**Görev 1:**
Enerji depolamada bağlantı teknolojisini anlatan metne göre, bu alanda hangi iki proses arasında tercih yapılması gerekir?
**Görev 2:**
Enerji depolamada bağlantı teknolojisini anlatan metni son cümlesinden sonra sürdürün.

**Sayfa alıntısı:**
==*==

Enerji depolamanın gelişimi için tahminler, gelecek birkaç yıl için yüksek çift haneli rakamları öngörüyor. Depolama hem parasal yönden hem de bağımsızlık derecesi bakımından yenilenebilir enerjilerin cazibesini arttırıyor. Halihazırda ev, endüstri ve yığın depolama aygıtları için çözümler sunan birçok depolama sistemi tedarikçisi bulunuyor. Bununla birlikte, şimdiye kadar akü depolama için herhangi bir standart mevcut olmadığından, bağlantı teknolojisi alanında da kontrolsüz bir gelişme yaşanıyor.

BAĞLANTI TEKNOLOJİSİ: BÜYÜK BİLİNMEYEN
Bağlantı teknolojisi alanında, esas olarak iki proses arasında yapılması gereken bir tercih vardır: Önden veya arkadan kablolama. Önden kablolama durumunda, güç ve veri iletimi temasları önden bağlanır. Bunun avantajı, bağlantılara kolay erişimin çok çeşitli bağlantı yöntemlerini mümkün kılmasıdır. Enerji depolama sistemleri üzerindeki yüksek fiyatlandırma baskısı dikkate alındığında, bir kuruş bile önemlidir. Sonuç olarak, akü pozisyonlarını maliyet-etkili bir tarzda bağlamak için en basit bağlantı teknolojisinin örneğin, kablo pabuçları kullanıldığı sıklıkla görülmektedir. Bununla birlikte, genellikle unutulan montaj ve bakım maliyetleri, sistem çalıştırıldığında daha yüksek maliyetlere yol açmakta ve böylece karlılığı düşürmektedir. Eğer bu konu müşteriyle açıklığa kavuşturulmazsa, durum kolayca depolama sistemi üreticisinin ününü etkileyebilir.

==*==

**Kayıtlı veriler:**
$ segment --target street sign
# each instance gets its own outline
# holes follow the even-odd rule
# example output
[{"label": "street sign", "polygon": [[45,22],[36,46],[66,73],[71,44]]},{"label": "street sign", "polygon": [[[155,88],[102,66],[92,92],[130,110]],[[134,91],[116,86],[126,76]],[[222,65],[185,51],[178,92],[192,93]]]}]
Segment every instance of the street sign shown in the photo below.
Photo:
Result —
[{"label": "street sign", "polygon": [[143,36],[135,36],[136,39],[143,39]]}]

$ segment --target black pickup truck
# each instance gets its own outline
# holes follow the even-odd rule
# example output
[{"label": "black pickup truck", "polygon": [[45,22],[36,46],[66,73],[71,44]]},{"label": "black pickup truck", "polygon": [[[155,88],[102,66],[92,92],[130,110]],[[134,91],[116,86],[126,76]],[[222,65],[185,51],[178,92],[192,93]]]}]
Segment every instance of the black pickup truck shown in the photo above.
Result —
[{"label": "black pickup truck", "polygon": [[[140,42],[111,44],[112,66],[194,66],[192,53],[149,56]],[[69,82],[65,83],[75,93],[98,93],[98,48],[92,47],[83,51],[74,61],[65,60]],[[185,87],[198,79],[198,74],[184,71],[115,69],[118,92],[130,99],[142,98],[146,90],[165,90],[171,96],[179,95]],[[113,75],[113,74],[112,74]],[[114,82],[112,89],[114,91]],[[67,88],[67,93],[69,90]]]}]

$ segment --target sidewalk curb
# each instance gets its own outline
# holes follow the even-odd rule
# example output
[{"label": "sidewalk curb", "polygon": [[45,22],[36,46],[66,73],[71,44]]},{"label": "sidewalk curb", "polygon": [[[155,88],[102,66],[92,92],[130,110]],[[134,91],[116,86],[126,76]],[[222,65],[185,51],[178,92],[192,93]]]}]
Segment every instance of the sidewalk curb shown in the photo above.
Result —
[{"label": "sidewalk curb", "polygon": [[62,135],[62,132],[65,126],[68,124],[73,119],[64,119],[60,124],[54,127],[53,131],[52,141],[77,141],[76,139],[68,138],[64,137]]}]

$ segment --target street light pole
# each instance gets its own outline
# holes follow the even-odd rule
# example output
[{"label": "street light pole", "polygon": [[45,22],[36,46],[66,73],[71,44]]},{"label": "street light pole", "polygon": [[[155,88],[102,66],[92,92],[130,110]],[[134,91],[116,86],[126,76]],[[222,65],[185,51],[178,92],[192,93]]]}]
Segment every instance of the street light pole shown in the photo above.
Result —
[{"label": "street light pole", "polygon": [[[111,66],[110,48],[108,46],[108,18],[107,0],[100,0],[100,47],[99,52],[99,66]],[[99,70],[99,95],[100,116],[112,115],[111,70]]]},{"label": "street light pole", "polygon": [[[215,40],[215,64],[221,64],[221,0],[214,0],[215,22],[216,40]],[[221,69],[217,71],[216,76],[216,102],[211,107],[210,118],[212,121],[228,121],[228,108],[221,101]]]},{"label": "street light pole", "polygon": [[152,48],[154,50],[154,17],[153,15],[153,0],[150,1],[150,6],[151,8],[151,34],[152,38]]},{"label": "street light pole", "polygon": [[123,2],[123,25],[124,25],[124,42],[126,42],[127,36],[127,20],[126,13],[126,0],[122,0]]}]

==*==

**Beklenen yanıt 1:**
Önden kablolama ile arkadan kablolama arasında.

**Beklenen yanıt 2:**
Arkadan kablolamada ise konnektörün önceden monte edilmesi ve bağlanması amacıyla kabinet yani, depolama modüllerinin içine yerleştirildiği ekipman parçası bu işlem için hazırlanır. Bu işlem yapılır yapılmaz, modüller kolayca monte edilebilir, bakım ve değişimleri kolayca yapılabilir. Önden rahat bir şekilde kabinetin içine kaydırılabilir ve daha sonra kendiliğinden temas sağlarlar. Böylece bu işlem hem montaj ve bakım maliyetlerini hem de kablaj hatası olasılığını asgariye düşürür.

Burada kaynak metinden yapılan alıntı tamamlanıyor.